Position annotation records
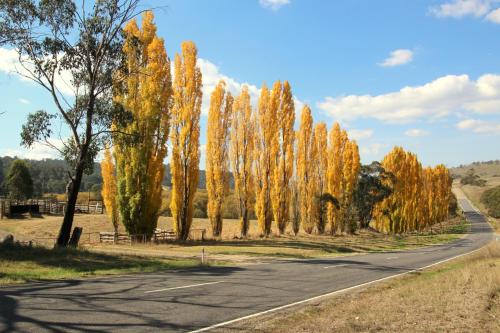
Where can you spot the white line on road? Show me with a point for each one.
(335, 266)
(204, 329)
(183, 287)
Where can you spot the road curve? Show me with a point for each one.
(200, 299)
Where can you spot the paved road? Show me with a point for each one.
(198, 298)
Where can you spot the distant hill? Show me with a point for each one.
(51, 175)
(487, 169)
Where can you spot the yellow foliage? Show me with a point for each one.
(283, 151)
(266, 140)
(420, 196)
(146, 92)
(217, 164)
(185, 138)
(242, 150)
(306, 162)
(342, 175)
(319, 174)
(109, 191)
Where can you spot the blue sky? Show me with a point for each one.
(421, 74)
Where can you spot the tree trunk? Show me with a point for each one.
(69, 212)
(244, 223)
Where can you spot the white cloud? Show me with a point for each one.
(460, 8)
(211, 77)
(274, 4)
(494, 16)
(39, 151)
(360, 134)
(415, 132)
(437, 99)
(397, 58)
(372, 149)
(9, 64)
(479, 126)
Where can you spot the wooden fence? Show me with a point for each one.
(159, 236)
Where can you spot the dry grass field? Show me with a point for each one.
(459, 296)
(44, 230)
(474, 194)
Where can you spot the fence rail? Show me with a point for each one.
(47, 206)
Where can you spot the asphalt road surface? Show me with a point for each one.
(200, 299)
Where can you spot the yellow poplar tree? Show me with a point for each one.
(242, 150)
(337, 142)
(266, 140)
(306, 163)
(319, 162)
(283, 154)
(350, 170)
(146, 93)
(217, 164)
(109, 191)
(185, 138)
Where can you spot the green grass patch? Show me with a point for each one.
(20, 264)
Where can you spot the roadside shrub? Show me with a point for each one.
(491, 199)
(453, 206)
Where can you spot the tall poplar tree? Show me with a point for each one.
(147, 94)
(336, 145)
(266, 140)
(242, 156)
(282, 99)
(82, 40)
(185, 138)
(109, 190)
(217, 160)
(306, 162)
(319, 176)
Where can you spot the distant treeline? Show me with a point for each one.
(51, 176)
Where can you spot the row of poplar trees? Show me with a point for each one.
(306, 178)
(285, 176)
(162, 107)
(420, 196)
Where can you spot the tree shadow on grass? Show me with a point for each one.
(74, 263)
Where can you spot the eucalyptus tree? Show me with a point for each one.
(72, 51)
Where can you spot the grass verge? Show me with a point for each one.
(21, 264)
(460, 296)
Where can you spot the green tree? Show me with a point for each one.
(371, 188)
(1, 177)
(19, 183)
(471, 178)
(84, 41)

#### Task details:
Exactly repeat the lines from the line that contains "Where can you spot the yellow poplar" to the end of the entries, both included, and leave out all other lines.

#### Solved exercise:
Where can you spot the yellow poplar tree? Show me with a point for each one.
(242, 150)
(337, 142)
(266, 140)
(306, 163)
(319, 162)
(283, 154)
(350, 170)
(146, 93)
(217, 164)
(109, 191)
(185, 138)
Where can you spot the green grass patch? Show me with a point for each one.
(20, 264)
Where can you spot the roadside shrub? Show me with a point for each one.
(491, 199)
(453, 206)
Where can you spot the tall poplar tree? Show me with a point for each one.
(147, 94)
(336, 145)
(266, 140)
(242, 156)
(282, 99)
(82, 40)
(185, 138)
(109, 190)
(217, 160)
(306, 162)
(319, 176)
Where can you spot the distant treeline? Show me with a point for each one.
(51, 176)
Where can you spot the row of poplar trees? Show me with a point for each one.
(306, 178)
(285, 176)
(162, 107)
(420, 196)
Where can you spot the tree shadow on grass? Show me with a point for each one.
(74, 263)
Where can you spot the eucalyptus tree? Show me with a point for each one.
(72, 51)
Where can you spot the grass verge? Show me with a point for each one.
(21, 264)
(460, 296)
Where can you spot the green tree? Show me with a point for each one.
(371, 188)
(1, 177)
(19, 183)
(471, 178)
(84, 41)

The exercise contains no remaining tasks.